In patients receiving a transplant of donated blood-making stem cells, a new drug can often prevent a common, sometimes severe viral disease.
In patients receiving a transplant of donated blood-making stem cells, a new drug can often prevent a common, sometimes severe viral disease. This was indicated by a clinical trial led by researchers at Dana-Farber Cancer Institute and Brigham and Women's Hospital.
In a paper in the Sept. 26 issue of the New England Journal of Medicine, the researchers report that patients who took the drug CMX001 shortly after transplant were far less likely to develop cytomegalovirus (CMV) infection than were patients who took a placebo. CMV disease is a common source of illness in transplant patients and can cause pneumonia, diarrhea and digestive tract ulcers, or other problems. Although some antiviral drugs, when administered at the earliest signs of CMV infection, often forestall CMV disease, they often cause kidney dysfunction or impair patients' ability to make new blood cells.
"With current agents, between 3 and 5 percent of allogeneic [donor] transplant patients develop CMV disease within six months of transplantation, and a small number of them may die of it," says study lead author Francisco Marty, MD, of Dana-Farber and Brigham and Women's. "There clearly is a need for better treatments with fewer adverse effects. This clinical trial examined whether the disease can be prevented, rather than waiting for blood tests to show that treatment is needed."

= RECORDS PROVIDED =
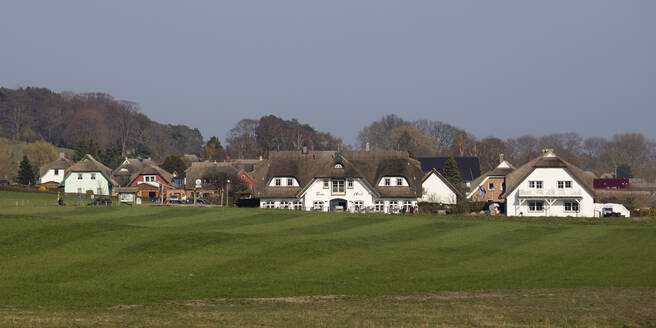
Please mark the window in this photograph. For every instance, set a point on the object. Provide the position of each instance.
(564, 184)
(535, 206)
(571, 206)
(394, 206)
(338, 186)
(379, 206)
(535, 184)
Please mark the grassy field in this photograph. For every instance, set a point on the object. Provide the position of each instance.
(86, 263)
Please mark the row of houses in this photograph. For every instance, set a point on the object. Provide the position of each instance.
(373, 181)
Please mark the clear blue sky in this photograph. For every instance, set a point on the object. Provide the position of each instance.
(503, 68)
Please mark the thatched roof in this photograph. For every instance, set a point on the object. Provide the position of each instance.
(369, 166)
(62, 163)
(131, 168)
(90, 164)
(503, 169)
(201, 170)
(548, 160)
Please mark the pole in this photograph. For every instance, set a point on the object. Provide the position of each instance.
(227, 192)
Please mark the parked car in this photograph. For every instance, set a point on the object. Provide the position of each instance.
(101, 201)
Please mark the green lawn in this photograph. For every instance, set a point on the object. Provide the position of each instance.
(84, 256)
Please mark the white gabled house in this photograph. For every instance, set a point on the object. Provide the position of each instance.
(549, 186)
(381, 181)
(88, 175)
(53, 172)
(437, 189)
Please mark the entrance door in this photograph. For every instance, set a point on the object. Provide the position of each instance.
(338, 205)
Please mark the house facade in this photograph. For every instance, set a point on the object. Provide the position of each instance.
(491, 185)
(437, 189)
(549, 186)
(88, 176)
(355, 181)
(52, 174)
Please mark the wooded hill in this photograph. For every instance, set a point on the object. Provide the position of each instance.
(30, 114)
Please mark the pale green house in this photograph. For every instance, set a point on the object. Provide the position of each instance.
(88, 175)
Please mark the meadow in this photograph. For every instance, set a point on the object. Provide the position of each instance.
(148, 263)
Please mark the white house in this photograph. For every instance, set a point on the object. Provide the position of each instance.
(53, 172)
(88, 175)
(381, 181)
(437, 189)
(549, 186)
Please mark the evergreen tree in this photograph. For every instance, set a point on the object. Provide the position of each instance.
(213, 150)
(85, 146)
(174, 164)
(26, 173)
(624, 172)
(452, 172)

= TASKS TO PERFORM =
A. Set down the CMV drug article word for word, everything from "In a paper in" down to "new blood cells.".
B. Why does the CMV drug article say better treatments for CMV are needed?

= EXERCISE ANSWERS =
A.
In a paper in the Sept. 26 issue of the New England Journal of Medicine, the researchers report that patients who took the drug CMX001 shortly after transplant were far less likely to develop cytomegalovirus (CMV) infection than were patients who took a placebo. CMV disease is a common source of illness in transplant patients and can cause pneumonia, diarrhea and digestive tract ulcers, or other problems. Although some antiviral drugs, when administered at the earliest signs of CMV infection, often forestall CMV disease, they often cause kidney dysfunction or impair patients' ability to make new blood cells.

B. With current agents, 3 to 5 percent of donor transplant patients still develop CMV disease within six months of transplantation, and a small number may die of it. The article also notes that the antiviral drugs used at the earliest signs of CMV infection often cause kidney dysfunction or impair patients' ability to make new blood cells.